> [What this exercise asks]:
**a)** Copy the mailing-list message about the QA problem word for word.
**b)** In the records below, take the part that opens with their first line and closes with the line containing "M 36 72 L 16". Write that part out again with "riverbank" replaced by "shoreline", keep everything else the same, and leave the pictures out.

> [Text passage]:
====================
[Netarchivesuite-users] Problem with QA

Meelis Mihhailov meelis at nlib.ee
Mon Dec 3 16:17:20 CET 2012


Hi Søren and thank you for the reply.

I've added the seeds.txt and crawler configuration as attachments to 
this mail. I hope this mailing list supports attachments.
I must add that the configuration is not 100% the same that came with 
NAS. I migrated our previous domainscope configuration to it and it has 
worked well for the last half a year.
I have scheduled NAS restart to the later evening today.

We are indeed using 3.21.0 to start archiving in warc format. We have 
been waiting a long time for the support and just havent yet updated our 
configurations. It's on the list of things to do while moving over to 
warc files :)

Meelis Mihhailov
National Library Of Estonia
meelis at nlib.ee




On 3.12.2012 16:43, Søren Vejrup Carlsen wrote:
> Hi Meelis.
> Without more information about your crawlsetup (order.xml and seeds.txt), and the domains being harvested
> we cannot really help you much. Could you send us a couple of the domains (with start-seeds) that you're harvesting? Then we could see if the problem is a configuration problem or not.
>
> BTW why are you running a development release of Netarchivesuite? The only reason for running 3.21.0 is the support of using WARC as archival format instead of ARC. If you're not interested in that, you would probably be
> better of running the 3.20 release.
>
> Best Regards
> Søren Vejrup Carlsen
> Developer and QA of NetarchiveSuite
>
> -----Oprindelig meddelelse-----
> Fra: netarchivesuite-users-bounces at ml.sbforge.org [mailto:netarchivesuite-users-bounces at ml.sbforge.org] På vegne af Meelis Mihhailov
> Sendt: 3. december 2012 13:40
> Til: Netarchive Suite Users
> Emne: [Netarchivesuite-users] Problem with QA
>
> Hi all!
====================
> [Data]:
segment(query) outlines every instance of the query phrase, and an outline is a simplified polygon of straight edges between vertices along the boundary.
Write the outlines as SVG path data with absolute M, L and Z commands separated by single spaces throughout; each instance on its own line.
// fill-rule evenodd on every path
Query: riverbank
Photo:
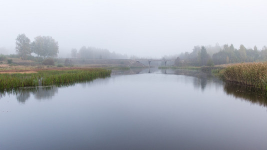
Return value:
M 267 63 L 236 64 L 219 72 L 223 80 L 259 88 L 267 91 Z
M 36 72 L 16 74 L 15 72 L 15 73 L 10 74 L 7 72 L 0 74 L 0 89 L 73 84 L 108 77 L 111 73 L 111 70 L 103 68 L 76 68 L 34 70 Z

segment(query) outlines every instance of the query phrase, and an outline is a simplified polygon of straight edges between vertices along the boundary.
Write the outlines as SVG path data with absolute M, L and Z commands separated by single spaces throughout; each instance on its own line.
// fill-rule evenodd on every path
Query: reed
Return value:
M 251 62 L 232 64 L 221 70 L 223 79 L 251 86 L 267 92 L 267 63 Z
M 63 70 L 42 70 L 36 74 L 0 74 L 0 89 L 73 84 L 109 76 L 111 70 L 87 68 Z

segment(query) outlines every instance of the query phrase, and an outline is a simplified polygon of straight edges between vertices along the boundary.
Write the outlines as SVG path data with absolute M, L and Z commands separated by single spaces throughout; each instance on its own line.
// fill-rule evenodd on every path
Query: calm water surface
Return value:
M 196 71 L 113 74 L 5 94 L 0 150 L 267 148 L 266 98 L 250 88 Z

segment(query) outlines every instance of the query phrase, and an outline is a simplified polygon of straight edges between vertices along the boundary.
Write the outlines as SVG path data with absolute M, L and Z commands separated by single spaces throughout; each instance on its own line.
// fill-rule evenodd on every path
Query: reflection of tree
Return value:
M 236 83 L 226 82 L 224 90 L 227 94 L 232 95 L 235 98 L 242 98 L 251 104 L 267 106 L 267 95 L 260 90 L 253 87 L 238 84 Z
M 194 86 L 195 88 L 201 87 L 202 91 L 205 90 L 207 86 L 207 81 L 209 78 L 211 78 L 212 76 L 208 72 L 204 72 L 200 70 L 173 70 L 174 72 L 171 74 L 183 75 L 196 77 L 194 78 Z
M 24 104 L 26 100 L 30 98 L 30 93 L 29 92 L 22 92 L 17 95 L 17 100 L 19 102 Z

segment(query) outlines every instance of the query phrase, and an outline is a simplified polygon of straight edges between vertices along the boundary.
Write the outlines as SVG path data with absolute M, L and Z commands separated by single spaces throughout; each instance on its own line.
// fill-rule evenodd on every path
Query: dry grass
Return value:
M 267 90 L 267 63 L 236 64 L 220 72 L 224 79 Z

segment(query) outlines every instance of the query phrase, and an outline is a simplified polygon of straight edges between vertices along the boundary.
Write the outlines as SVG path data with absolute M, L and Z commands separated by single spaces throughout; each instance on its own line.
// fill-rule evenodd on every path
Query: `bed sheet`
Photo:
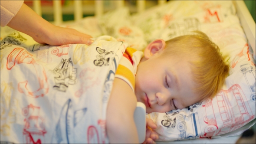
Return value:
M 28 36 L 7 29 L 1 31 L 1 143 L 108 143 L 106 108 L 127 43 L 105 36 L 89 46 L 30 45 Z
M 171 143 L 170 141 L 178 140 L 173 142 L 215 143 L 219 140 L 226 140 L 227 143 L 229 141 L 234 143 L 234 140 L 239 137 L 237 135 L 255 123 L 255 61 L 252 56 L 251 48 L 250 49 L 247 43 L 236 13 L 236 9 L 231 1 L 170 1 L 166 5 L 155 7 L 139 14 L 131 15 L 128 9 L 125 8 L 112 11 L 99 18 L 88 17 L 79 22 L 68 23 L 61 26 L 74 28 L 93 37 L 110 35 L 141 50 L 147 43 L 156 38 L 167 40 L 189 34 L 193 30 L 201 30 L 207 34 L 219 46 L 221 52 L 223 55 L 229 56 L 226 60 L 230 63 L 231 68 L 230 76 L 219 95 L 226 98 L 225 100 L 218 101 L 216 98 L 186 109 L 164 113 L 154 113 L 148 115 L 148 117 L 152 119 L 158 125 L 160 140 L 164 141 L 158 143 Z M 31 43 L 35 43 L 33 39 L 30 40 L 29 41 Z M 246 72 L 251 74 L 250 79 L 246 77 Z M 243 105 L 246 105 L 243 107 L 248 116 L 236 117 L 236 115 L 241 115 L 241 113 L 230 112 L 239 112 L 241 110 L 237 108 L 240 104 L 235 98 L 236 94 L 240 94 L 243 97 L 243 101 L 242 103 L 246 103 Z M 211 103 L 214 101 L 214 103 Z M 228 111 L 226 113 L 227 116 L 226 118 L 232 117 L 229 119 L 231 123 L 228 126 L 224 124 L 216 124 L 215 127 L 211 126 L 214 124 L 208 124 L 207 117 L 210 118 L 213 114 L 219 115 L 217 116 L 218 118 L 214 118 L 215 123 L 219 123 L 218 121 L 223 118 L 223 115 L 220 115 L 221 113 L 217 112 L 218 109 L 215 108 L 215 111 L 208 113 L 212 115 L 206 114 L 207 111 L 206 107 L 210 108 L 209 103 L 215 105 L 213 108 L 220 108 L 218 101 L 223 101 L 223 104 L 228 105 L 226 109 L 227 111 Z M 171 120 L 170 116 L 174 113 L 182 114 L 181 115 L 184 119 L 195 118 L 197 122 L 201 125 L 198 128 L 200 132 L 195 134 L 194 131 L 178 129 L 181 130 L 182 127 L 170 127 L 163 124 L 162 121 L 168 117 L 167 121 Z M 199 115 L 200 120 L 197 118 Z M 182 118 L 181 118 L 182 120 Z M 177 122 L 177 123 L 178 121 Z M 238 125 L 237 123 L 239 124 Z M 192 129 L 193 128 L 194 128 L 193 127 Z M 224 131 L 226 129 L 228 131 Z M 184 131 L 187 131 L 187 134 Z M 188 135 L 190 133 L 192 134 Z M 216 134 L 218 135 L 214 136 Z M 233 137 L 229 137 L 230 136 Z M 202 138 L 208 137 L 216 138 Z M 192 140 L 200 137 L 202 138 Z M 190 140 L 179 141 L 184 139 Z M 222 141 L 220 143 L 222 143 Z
====================
> [Complete answers]:
**a)**
[Netarchivesuite-users] Problem with QA

Meelis Mihhailov meelis at nlib.ee
Mon Dec 3 16:17:20 CET 2012


Hi Søren and thank you for the reply.

I've added the seeds.txt and crawler configuration as attachments to 
this mail. I hope this mailing list supports attachments.
I must add that the configuration is not 100% the same that came with 
NAS. I migrated our previous domainscope configuration to it and it has 
worked well for the last half a year.
I have scheduled NAS restart to the later evening today.

We are indeed using 3.21.0 to start archiving in warc format. We have 
been waiting a long time for the support and just havent yet updated our 
configurations. It's on the list of things to do while moving over to 
warc files :)

Meelis Mihhailov
National Library Of Estonia
meelis at nlib.ee




On 3.12.2012 16:43, Søren Vejrup Carlsen wrote:
> Hi Meelis.
> Without more information about your crawlsetup (order.xml and seeds.txt), and the domains being harvested
> we cannot really help you much. Could you send us a couple of the domains (with start-seeds) that you're harvesting? Then we could see if the problem is a configuration problem or not.
>
> BTW why are you running a development release of Netarchivesuite? The only reason for running 3.21.0 is the support of using WARC as archival format instead of ARC. If you're not interested in that, you would probably be
> better of running the 3.20 release.
>
> Best Regards
> Søren Vejrup Carlsen
> Developer and QA of NetarchiveSuite
>
> -----Oprindelig meddelelse-----
> Fra: netarchivesuite-users-bounces at ml.sbforge.org [mailto:netarchivesuite-users-bounces at ml.sbforge.org] På vegne af Meelis Mihhailov
> Sendt: 3. december 2012 13:40
> Til: Netarchive Suite Users
> Emne: [Netarchivesuite-users] Problem with QA
>
> Hi all!

**b)**
segment(query) outlines every instance of the query phrase, and an outline is a simplified polygon of straight edges between vertices along the boundary.
Write the outlines as SVG path data with absolute M, L and Z commands separated by single spaces throughout; each instance on its own line.
// fill-rule evenodd on every path
Query: shoreline
Photo:
Return value:
M 267 63 L 236 64 L 219 72 L 223 80 L 259 88 L 267 91 Z
M 36 72 L 16 74 L 15 72 L 15 73 L 10 74 L 7 72 L 0 74 L 0 89 L 73 84 L 108 77 L 111 73 L 111 70 L 103 68 L 76 68 L 34 70 Z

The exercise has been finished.